+++ Material provided
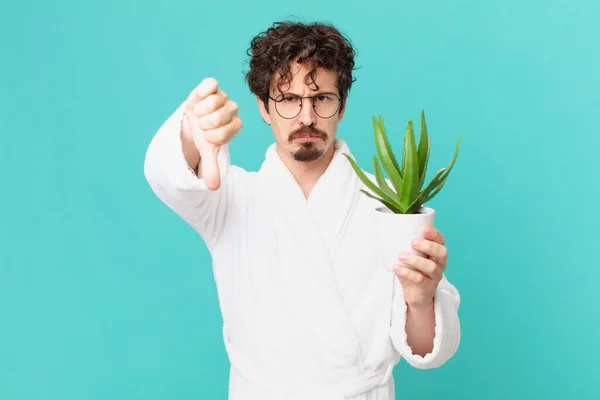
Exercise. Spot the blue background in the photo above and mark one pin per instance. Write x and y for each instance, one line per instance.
(105, 293)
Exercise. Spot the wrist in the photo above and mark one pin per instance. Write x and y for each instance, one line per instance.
(421, 308)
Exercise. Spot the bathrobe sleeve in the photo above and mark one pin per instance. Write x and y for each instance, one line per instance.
(176, 185)
(447, 326)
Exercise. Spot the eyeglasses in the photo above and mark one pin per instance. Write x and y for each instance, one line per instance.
(289, 105)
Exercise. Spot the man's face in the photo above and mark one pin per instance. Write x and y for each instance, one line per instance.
(307, 136)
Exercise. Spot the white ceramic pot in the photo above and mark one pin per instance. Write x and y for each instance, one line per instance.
(396, 231)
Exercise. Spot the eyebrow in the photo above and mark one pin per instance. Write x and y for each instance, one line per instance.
(316, 94)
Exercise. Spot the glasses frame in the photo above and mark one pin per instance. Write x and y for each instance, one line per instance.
(340, 101)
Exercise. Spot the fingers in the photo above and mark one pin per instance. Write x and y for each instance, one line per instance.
(432, 249)
(210, 167)
(216, 119)
(409, 274)
(430, 233)
(223, 134)
(207, 87)
(423, 265)
(210, 104)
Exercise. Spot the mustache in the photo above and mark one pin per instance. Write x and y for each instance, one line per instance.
(307, 131)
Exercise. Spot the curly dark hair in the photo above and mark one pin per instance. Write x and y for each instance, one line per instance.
(315, 44)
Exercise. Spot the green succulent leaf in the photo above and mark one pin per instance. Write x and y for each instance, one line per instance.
(423, 195)
(388, 160)
(436, 183)
(410, 184)
(423, 151)
(395, 209)
(383, 185)
(363, 177)
(446, 173)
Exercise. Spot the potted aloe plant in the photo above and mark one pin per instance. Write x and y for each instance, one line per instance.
(402, 214)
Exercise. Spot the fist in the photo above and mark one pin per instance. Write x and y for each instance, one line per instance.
(211, 120)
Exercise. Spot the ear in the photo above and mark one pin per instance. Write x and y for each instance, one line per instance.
(263, 111)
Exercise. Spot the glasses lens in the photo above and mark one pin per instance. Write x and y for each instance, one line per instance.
(326, 105)
(288, 105)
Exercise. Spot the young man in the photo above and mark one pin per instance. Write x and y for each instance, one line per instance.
(309, 312)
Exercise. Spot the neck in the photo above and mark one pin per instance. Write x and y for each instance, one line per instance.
(307, 174)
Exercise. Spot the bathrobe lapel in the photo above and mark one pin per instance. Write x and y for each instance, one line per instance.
(308, 234)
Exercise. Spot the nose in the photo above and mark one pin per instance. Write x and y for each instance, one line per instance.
(307, 114)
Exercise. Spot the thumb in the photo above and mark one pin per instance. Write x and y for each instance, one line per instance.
(209, 165)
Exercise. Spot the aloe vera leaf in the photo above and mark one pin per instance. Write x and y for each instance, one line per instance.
(446, 173)
(363, 177)
(423, 151)
(390, 165)
(422, 198)
(394, 208)
(436, 183)
(410, 184)
(381, 179)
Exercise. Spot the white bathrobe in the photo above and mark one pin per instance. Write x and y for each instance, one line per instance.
(309, 312)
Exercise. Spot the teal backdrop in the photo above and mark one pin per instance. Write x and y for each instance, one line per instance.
(106, 294)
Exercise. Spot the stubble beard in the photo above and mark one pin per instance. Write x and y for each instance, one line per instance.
(308, 151)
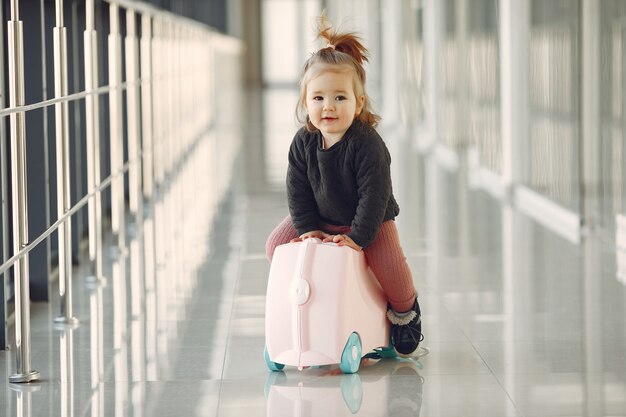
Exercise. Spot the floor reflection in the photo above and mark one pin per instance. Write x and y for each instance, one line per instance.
(393, 390)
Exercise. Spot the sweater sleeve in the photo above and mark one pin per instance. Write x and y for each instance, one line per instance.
++++++
All of the data above should be quoted exactly, except for the pictures.

→ **Exercise solution**:
Exercise. Spot the blue background in the photo above and mark one pin per instance. Write x and y for each instance, one line per instance.
(105, 293)
Exercise. Spot the wrist in the photo above and mark one pin per instance. Write x and y for each instance, one line per instance.
(421, 308)
Exercise. Spot the bathrobe sleeve in the photo above and mark one pin per instance. Write x and y for each instance, one line per instance.
(176, 185)
(447, 326)
Exercise. Spot the eyeglasses in the photo above and mark one pin per instance. Write x and y for each instance, one line per instance.
(289, 105)
Exercise. Spot the man's face in the photo above and mark one pin per instance. Write x and y for each instance, one line per instance.
(307, 136)
Exercise. Spot the white ceramic pot in the photo above and mark one pin per instance. Write x and y for each instance, one line per instance.
(396, 231)
Exercise. Spot the eyebrow in the photo above and mark one pin per instance. Write x and y for each instance, one line per instance.
(316, 94)
Exercise. Spot the glasses frame in the photo above and mark one pin per instance. Write x and y for each instance, one line per instance.
(340, 101)
Exercise. Spot the fingers in the photo above and mark one pin per instance. Write x and y for each instance, one line per instance.
(432, 249)
(210, 167)
(216, 119)
(409, 274)
(430, 233)
(223, 134)
(207, 87)
(423, 265)
(210, 104)
Exercise. Spot the mustache in the photo above and mark one pin per instance. Write x and y for each instance, one line per instance.
(307, 131)
Exercise. Spot the curly dark hair in the photo above and mark one pin per instance. Write x and y for each instance, one line per instance.
(315, 44)
Exercise. Spot the green succulent leaf in the photo above and mark one pin per instance. Write x and y for each instance, one line per instance.
(423, 195)
(388, 160)
(436, 183)
(410, 184)
(423, 151)
(395, 209)
(383, 185)
(363, 177)
(446, 173)
Exercise. Spot the potted aloe plant in the photo above and mark one pin per instance. Write x and y for each instance, one line per instance.
(402, 214)
Exercise. Spot the fist in the photo above and mark one pin per instance. Write x and y for each instance, one line per instance.
(211, 120)
Exercise. Spot the ear in the photo above and mark one pin per instance. Write x and y for each instance, one line per instance.
(263, 111)
Exercise. Spot the glasses lens in the photo above and mark one pin per instance. Write x and y for each instance, one line per instance.
(326, 105)
(288, 105)
Exercise. Spot the young man in the photo above and mark one pin per instance. Write x and y for each instance, one line per instance.
(309, 312)
Exercise. Spot the neck in the photo above and mark one pin per instance. Write x and y for each instance, one line per instance.
(307, 174)
Exercise. Spot the bathrobe lapel in the photo above and mark one pin per instance. Write x and y for each instance, one line per instance.
(308, 234)
Exercise. Spot the nose in the photo above and mark one pin per instance. Write x and y for each instance, one line per instance.
(307, 114)
Exercise. Spot the thumb in the photo above and mark one pin per instance. Write x and y for each instance, one line per instance.
(209, 165)
Exercise. Spot the aloe vera leaf in the photo above and mark one pin per instance. Write x and y for each instance, one line per instance.
(446, 173)
(363, 177)
(423, 151)
(390, 165)
(422, 198)
(394, 208)
(436, 183)
(410, 184)
(381, 179)
Exercise. Spot the white bathrobe in the photo above and mark one pin per instance. Write x and y for each instance, one line per instance.
(309, 312)
Exercise. Spot the teal backdrop in the photo above and mark one pin per instance. Write x and y for each instance, one line per instance.
(106, 294)
Exercise. Spot the stubble beard in the photo above and mark one pin per instance. Write x and y for each instance, one line per instance.
(308, 151)
Exercise. Spot the floor reflection in the photo above and mark one pin per instance. Write x and y for each instance, one line per instance.
(393, 390)
Exercise. Spot the sweater sleeve in the photo above and mark one pin per instance. Write x and y for each instance, one line per instance.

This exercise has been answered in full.